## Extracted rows
++++++++++

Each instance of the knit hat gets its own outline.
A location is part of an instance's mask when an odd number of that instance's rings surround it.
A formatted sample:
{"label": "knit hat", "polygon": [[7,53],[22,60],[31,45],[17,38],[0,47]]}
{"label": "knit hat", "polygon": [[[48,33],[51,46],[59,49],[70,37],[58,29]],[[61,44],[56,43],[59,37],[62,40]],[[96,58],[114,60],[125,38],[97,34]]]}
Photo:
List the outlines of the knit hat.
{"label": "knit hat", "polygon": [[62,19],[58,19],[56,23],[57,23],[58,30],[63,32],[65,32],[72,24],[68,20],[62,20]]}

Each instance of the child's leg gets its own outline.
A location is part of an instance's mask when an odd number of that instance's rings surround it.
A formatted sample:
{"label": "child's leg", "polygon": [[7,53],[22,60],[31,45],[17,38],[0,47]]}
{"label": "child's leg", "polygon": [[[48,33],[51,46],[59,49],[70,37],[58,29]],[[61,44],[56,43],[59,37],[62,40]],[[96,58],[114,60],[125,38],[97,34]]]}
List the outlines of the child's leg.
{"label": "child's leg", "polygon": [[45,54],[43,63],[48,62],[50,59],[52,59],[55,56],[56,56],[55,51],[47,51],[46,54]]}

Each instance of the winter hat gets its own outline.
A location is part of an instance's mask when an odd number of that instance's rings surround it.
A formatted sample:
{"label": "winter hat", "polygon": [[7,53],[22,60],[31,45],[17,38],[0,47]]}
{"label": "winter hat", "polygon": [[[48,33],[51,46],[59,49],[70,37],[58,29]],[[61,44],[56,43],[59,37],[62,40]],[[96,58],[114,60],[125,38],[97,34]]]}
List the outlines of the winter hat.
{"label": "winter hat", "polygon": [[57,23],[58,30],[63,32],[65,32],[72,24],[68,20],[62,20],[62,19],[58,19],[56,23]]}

++++++++++

## Do this
Select each line in the rows above that contains the string "List" and copy those lines out.

## Finished answer
List the outlines of the knit hat.
List the outlines of the child's leg.
List the outlines of the winter hat.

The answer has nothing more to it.